• Short exercise
Report each line of the records that contains the word "like". Letter case counts when matching.

Location identification entries
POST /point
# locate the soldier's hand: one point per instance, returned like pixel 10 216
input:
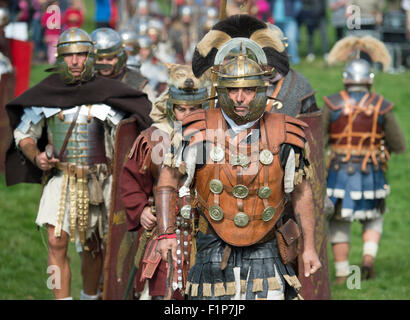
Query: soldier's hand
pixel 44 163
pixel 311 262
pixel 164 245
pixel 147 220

---

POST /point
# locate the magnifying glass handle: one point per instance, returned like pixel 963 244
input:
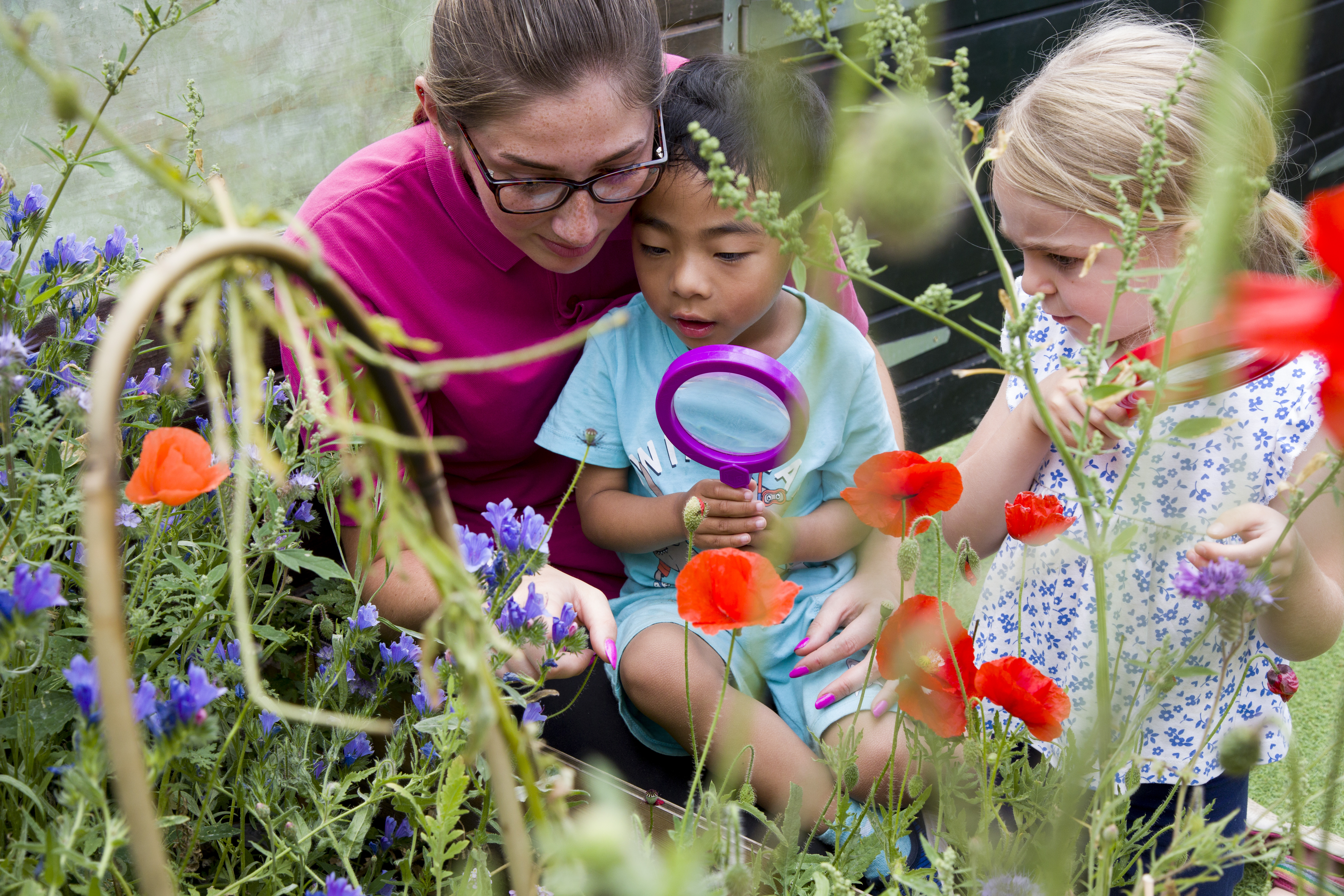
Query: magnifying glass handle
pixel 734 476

• Solution for this exercise
# locate the soldier's hand: one point per instance, returned like pixel 10 216
# locate the magnifying glass handle: one point per instance, returned like pixel 963 244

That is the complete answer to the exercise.